>> begin Data in this exercise

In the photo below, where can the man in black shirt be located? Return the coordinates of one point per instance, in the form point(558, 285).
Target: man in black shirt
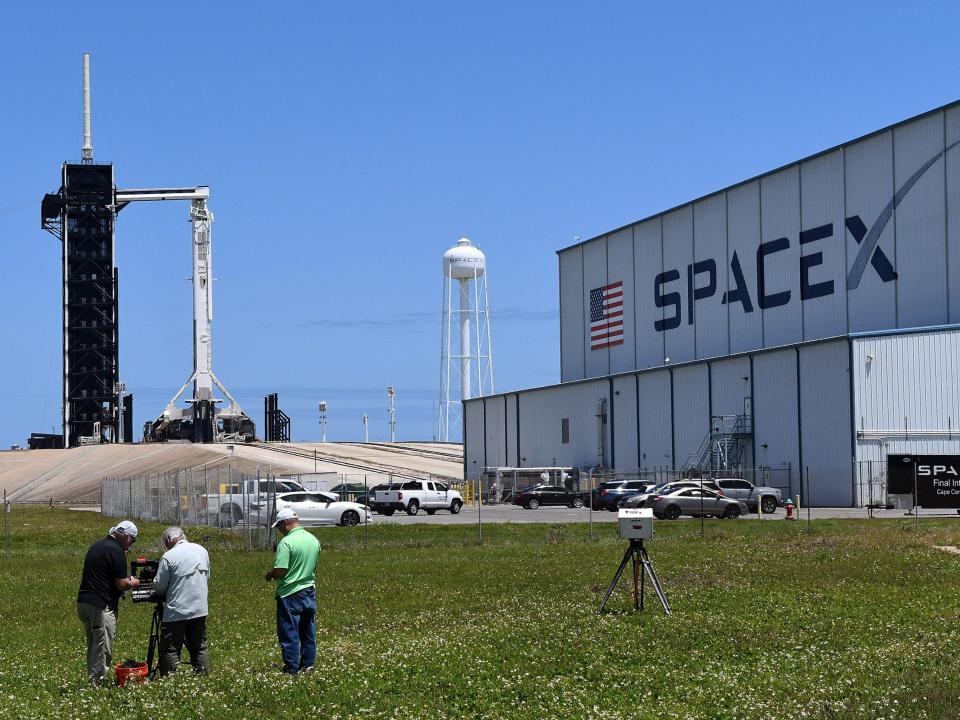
point(104, 580)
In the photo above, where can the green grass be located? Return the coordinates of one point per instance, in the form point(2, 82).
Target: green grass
point(853, 619)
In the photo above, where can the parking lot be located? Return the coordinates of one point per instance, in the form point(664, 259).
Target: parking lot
point(557, 515)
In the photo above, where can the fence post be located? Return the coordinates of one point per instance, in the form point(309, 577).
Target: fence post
point(479, 517)
point(590, 490)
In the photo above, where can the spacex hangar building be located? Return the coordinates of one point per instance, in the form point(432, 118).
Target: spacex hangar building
point(804, 321)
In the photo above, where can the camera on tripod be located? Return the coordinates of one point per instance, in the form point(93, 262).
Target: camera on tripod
point(145, 571)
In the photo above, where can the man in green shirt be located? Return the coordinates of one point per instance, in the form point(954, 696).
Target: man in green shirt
point(294, 567)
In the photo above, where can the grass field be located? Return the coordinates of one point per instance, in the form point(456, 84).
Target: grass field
point(852, 619)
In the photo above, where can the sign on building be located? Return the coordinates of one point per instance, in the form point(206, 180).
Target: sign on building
point(935, 477)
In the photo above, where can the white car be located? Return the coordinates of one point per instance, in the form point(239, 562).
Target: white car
point(317, 508)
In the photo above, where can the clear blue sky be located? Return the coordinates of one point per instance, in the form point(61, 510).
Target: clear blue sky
point(347, 145)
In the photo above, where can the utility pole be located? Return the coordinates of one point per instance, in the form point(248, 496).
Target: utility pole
point(392, 414)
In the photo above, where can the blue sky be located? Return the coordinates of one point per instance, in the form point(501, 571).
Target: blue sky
point(347, 145)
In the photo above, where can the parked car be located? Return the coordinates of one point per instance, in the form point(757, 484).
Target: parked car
point(644, 499)
point(770, 498)
point(375, 498)
point(696, 502)
point(355, 492)
point(316, 508)
point(411, 496)
point(243, 499)
point(537, 495)
point(612, 494)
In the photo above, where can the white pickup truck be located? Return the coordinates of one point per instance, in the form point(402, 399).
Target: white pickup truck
point(235, 501)
point(412, 495)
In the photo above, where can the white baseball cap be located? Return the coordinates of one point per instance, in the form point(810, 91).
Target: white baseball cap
point(125, 527)
point(285, 513)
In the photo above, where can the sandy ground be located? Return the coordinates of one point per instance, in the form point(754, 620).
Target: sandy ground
point(74, 475)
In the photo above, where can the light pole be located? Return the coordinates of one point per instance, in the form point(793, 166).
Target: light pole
point(323, 418)
point(119, 388)
point(392, 414)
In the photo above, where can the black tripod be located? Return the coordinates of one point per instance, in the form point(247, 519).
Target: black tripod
point(154, 643)
point(641, 565)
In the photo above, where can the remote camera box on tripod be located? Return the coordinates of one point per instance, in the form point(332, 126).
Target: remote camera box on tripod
point(635, 523)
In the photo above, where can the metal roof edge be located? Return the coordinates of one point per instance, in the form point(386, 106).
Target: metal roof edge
point(717, 358)
point(834, 148)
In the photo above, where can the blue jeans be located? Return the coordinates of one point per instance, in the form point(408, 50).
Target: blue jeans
point(297, 629)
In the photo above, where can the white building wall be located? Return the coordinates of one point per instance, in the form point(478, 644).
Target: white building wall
point(907, 394)
point(474, 437)
point(572, 327)
point(779, 269)
point(625, 421)
point(775, 422)
point(677, 255)
point(496, 447)
point(743, 223)
point(597, 362)
point(691, 411)
point(648, 263)
point(952, 193)
point(541, 412)
point(823, 247)
point(827, 431)
point(656, 434)
point(620, 268)
point(709, 313)
point(730, 385)
point(920, 227)
point(510, 410)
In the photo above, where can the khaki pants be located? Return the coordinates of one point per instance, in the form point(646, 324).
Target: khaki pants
point(174, 635)
point(101, 628)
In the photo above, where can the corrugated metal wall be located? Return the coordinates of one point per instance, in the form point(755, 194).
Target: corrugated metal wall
point(776, 434)
point(904, 384)
point(625, 420)
point(656, 421)
point(799, 398)
point(810, 233)
point(827, 431)
point(691, 411)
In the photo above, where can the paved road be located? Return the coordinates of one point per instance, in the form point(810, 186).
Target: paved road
point(547, 515)
point(515, 514)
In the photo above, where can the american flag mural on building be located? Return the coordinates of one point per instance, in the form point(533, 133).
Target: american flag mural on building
point(606, 316)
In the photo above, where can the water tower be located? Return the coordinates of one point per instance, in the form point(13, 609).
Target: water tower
point(471, 362)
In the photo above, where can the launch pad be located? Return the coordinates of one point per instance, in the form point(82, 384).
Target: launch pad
point(81, 214)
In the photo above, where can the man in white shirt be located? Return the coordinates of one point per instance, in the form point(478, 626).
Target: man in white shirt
point(182, 577)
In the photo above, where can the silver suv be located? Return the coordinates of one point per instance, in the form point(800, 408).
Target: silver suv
point(643, 499)
point(746, 492)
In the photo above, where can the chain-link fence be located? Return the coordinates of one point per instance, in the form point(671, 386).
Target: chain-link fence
point(553, 495)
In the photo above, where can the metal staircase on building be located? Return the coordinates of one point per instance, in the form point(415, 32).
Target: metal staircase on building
point(724, 446)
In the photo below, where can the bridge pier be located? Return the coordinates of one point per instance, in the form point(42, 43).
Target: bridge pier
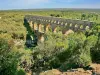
point(44, 24)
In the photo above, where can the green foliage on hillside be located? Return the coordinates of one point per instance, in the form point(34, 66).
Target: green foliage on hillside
point(78, 49)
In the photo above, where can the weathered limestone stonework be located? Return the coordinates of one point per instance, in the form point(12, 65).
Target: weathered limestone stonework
point(42, 24)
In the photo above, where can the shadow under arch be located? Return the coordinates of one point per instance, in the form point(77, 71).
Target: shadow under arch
point(31, 38)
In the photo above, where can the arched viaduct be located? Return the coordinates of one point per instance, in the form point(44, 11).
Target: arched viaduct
point(41, 24)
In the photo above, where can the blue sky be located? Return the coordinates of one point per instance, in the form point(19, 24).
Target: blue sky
point(31, 4)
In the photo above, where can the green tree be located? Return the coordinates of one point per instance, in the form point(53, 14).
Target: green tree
point(8, 59)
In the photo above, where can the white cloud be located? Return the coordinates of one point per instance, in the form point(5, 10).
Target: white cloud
point(26, 3)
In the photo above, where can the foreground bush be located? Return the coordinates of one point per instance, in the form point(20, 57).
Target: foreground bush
point(8, 59)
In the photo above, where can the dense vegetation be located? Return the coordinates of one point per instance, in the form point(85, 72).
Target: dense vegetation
point(78, 49)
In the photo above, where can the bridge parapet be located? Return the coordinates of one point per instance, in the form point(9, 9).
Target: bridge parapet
point(42, 24)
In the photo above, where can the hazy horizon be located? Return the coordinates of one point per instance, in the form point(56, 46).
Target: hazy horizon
point(49, 4)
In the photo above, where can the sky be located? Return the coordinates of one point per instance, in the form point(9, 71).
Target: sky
point(34, 4)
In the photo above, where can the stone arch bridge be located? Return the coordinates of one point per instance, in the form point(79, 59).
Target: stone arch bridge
point(41, 24)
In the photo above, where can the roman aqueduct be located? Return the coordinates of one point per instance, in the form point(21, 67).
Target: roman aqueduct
point(41, 24)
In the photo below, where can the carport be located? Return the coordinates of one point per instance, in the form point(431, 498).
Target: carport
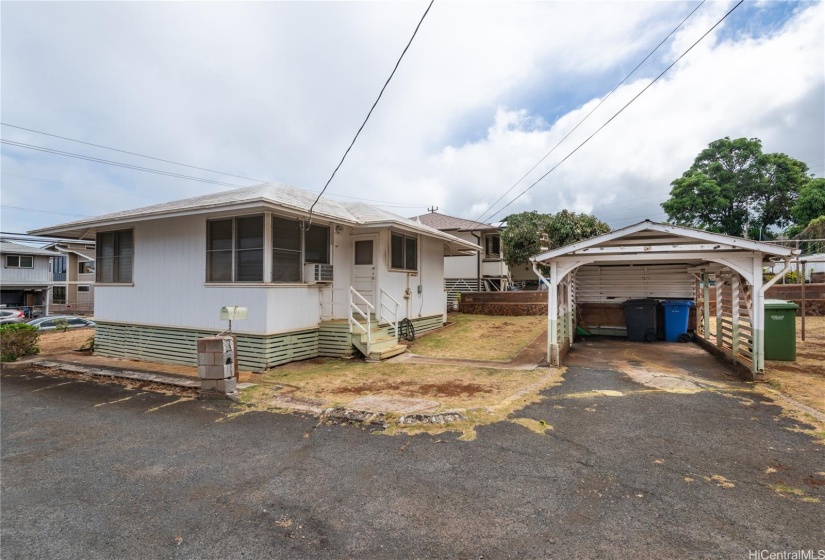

>> end Data in this exercise

Copy every one of the records above word for word, leaving out the pictures.

In the photo below, where can the man in black shirt be located? Return the coordinates of one point per instance, in the form point(558, 285).
Target: man in black shirt
point(104, 580)
In the photo above, where can the green grass be located? Return the coordinates of one point per instance, in the form point(2, 82).
Target: green grass
point(853, 619)
In the photo above, where can the parking lot be located? Return the coordinates of one point per instance, in the form point(664, 259).
Target: parking lot
point(557, 515)
In the photo above, where can the fence post be located? Return the coordinates of one point per instance, in the form point(309, 577).
Target: fence post
point(479, 517)
point(590, 490)
In the photo above, where can the spacex hangar building be located? Return the coordinates of one point per instance, in the form point(432, 118).
Target: spacex hangar building
point(804, 321)
In the photo above, where can the camera on tripod be located? Return the coordinates of one point per instance, in the form point(93, 262).
Target: camera on tripod
point(145, 571)
In the photo above, where can the man in green shirt be located? Return the coordinates of one point per instance, in the form point(954, 696).
Target: man in green shirt
point(294, 567)
In the photo above, where can the grass field be located? Return the coordinates of one point per instance, in the form point(456, 84).
Target: grass field
point(852, 619)
In the photo above, where can the sign on building be located? Return the coordinates of one point per instance, in the form point(206, 180).
Target: sign on building
point(935, 477)
In the photo above, where can the white car be located? Return the coordinates of one point per instance, in the form point(239, 562).
Target: white car
point(317, 508)
In the photo above, where can the clear blue sky be located? Return the coordinates of one point per instance, in the form point(61, 510).
Target: clear blue sky
point(347, 145)
In the photo above, where can the utility pole be located? Return the coordinates of one point per instance, in the form point(248, 496).
Target: utility pole
point(392, 414)
In the photo above, where can the blue sky be located? Return the coordinates of one point per instance, in the form point(501, 571).
Target: blue sky
point(347, 145)
In the photo above, where can the parked car be located? Return the coordinates of one point per instance, in the form point(757, 484).
Target: parked car
point(644, 499)
point(770, 498)
point(375, 498)
point(696, 502)
point(355, 492)
point(316, 508)
point(411, 496)
point(243, 499)
point(537, 495)
point(612, 494)
In the photo above, where can the white pickup truck be located? Return the coordinates of one point per instance, in the form point(402, 399).
Target: white pickup truck
point(235, 501)
point(412, 495)
In the photo above, where can the white baseball cap be located? Return the coordinates of one point per instance, in the form point(810, 91).
Target: white baseball cap
point(125, 527)
point(285, 513)
In the photo above, where can the sandy ground be located? Return the coordinates of one point per instance, in the form point(754, 620).
Target: sandy ground
point(74, 475)
In the photo above, where can the light pole be located? Return the coordinates of one point per instance, in the form point(793, 166).
Target: light pole
point(323, 418)
point(119, 388)
point(392, 414)
In the photo above, where can the black tripod be located? Return the coordinates of one point per instance, in the form point(247, 519).
Target: black tripod
point(154, 643)
point(641, 565)
In the photo above, where can the remote camera box on tripod be located? Return the coordinates of one point per instance, in the form point(332, 126).
Target: remote camera box on tripod
point(635, 523)
In the photo above, where can the metal roof edge be located? Return the coordinates of one point per instance, in the form point(386, 106).
Target: metal roof edge
point(717, 358)
point(834, 148)
In the photo above, where can the blue jeans be located? Return the coordinates of one point per instance, in the form point(408, 50).
Target: blue jeans
point(297, 629)
In the photo above, where can the white building wall be located? Return the coordinates of one point per instance, in the form point(478, 644).
Target: white building wall
point(907, 394)
point(474, 437)
point(572, 327)
point(779, 269)
point(625, 421)
point(775, 422)
point(677, 255)
point(496, 447)
point(743, 223)
point(597, 362)
point(691, 411)
point(648, 263)
point(952, 193)
point(541, 412)
point(823, 247)
point(827, 431)
point(656, 434)
point(620, 268)
point(709, 313)
point(730, 385)
point(920, 227)
point(510, 410)
In the photo above, where can the khaki pants be located? Return the coordinates of one point per instance, in the form point(646, 324).
Target: khaki pants
point(174, 635)
point(101, 628)
In the photo above, where can the corrugated metal wall be located? Return the coordinates of one point per instance, in the form point(755, 194).
Target: corrugated metal wall
point(776, 434)
point(904, 384)
point(625, 420)
point(656, 421)
point(799, 398)
point(810, 233)
point(827, 431)
point(691, 411)
In the photo above, where can the paved road be located? Return the coordinates of one point per instance, in the form point(810, 186).
Target: paved road
point(547, 515)
point(515, 514)
In the photo above, where can the american flag mural on building be located? Return the coordinates of one point per instance, in the form point(533, 133).
Target: american flag mural on building
point(606, 316)
In the photo above, where can the water tower be located? Return the coordinates of one point per instance, in the form point(13, 609).
Target: water tower
point(471, 362)
In the photo above, where can the launch pad be located? Return the coordinates of one point per instance, in the form point(82, 384).
Target: launch pad
point(81, 214)
In the photo above, where can the man in white shirt be located? Return the coordinates of one point per instance, in the form point(478, 626).
Target: man in white shirt
point(182, 577)
In the photo above, where can the silver suv be located? Return the coordinates of one point per instance, in the form point(800, 408).
Target: silver suv
point(643, 499)
point(746, 492)
In the photo above, where can the chain-link fence be located? Return the coordinates of one point per instance, in the form point(671, 386).
Target: chain-link fence
point(553, 495)
In the photo above, where can the metal staircase on building be located? Return the coordinates of one point per instance, in the form point(415, 32).
Target: metal staircase on building
point(724, 446)
In the photo below, where can the bridge pier be located? Return the coordinates of one point per instance, in the form point(42, 43).
Target: bridge pier
point(44, 24)
In the photo above, where can the green foliage on hillside be located? Return the coordinates of one point per instance, in the form point(34, 66).
Target: green foliage on hillside
point(78, 49)
In the photo above, where can the weathered limestone stonework be located? Return the coordinates of one point per instance, in the form point(12, 65).
Target: weathered limestone stonework
point(42, 24)
In the photo above, where can the shadow under arch be located? Return the coordinates of one point per instance, in the form point(77, 71).
Target: shadow under arch
point(31, 38)
In the photo above, where can the arched viaduct be located? Return the coordinates of one point per instance, in the form point(44, 11).
Target: arched viaduct
point(41, 24)
In the photo above, where can the blue sky be located? Return the coordinates of one point per instance, in the form point(19, 24).
Target: blue sky
point(31, 4)
In the photo above, where can the green tree be located? Return the coordinates of one point per instance, in the form point(53, 14).
Target: green tree
point(8, 59)
In the photo above, where can the white cloud be located? Return the coordinates of one point per instance, in the form point(5, 10).
Target: white cloud
point(26, 3)
In the photo above, where can the foreground bush be located? Return the coordinates of one point per instance, in the form point(20, 57).
Target: foreground bush
point(8, 59)
In the photo above, where can the dense vegetation be located? Return the coordinates of one point per instance, in the form point(85, 72).
Target: dense vegetation
point(78, 49)
In the photo above, where can the bridge parapet be located? Return the coordinates of one point per instance, in the form point(9, 9).
Target: bridge parapet
point(42, 24)
In the photo above, where can the hazy horizon be located? Return the coordinates of one point per instance, in the form point(56, 46).
Target: hazy horizon
point(49, 4)
In the photo above, where can the sky be located? Return the coordinates of one point per instance, in the form point(9, 71).
Target: sky
point(34, 4)
In the photo above, where can the stone arch bridge be located? Return the coordinates of one point per instance, in the form point(79, 59).
Target: stone arch bridge
point(41, 24)
In the photo above, where can the roman aqueduct be located? Return the coordinates of one point per instance, in the form point(21, 67).
Target: roman aqueduct
point(41, 24)
In the photo below, where can the carport be located? Return the coordinates of one point per instance, in the form point(431, 498).
Target: carport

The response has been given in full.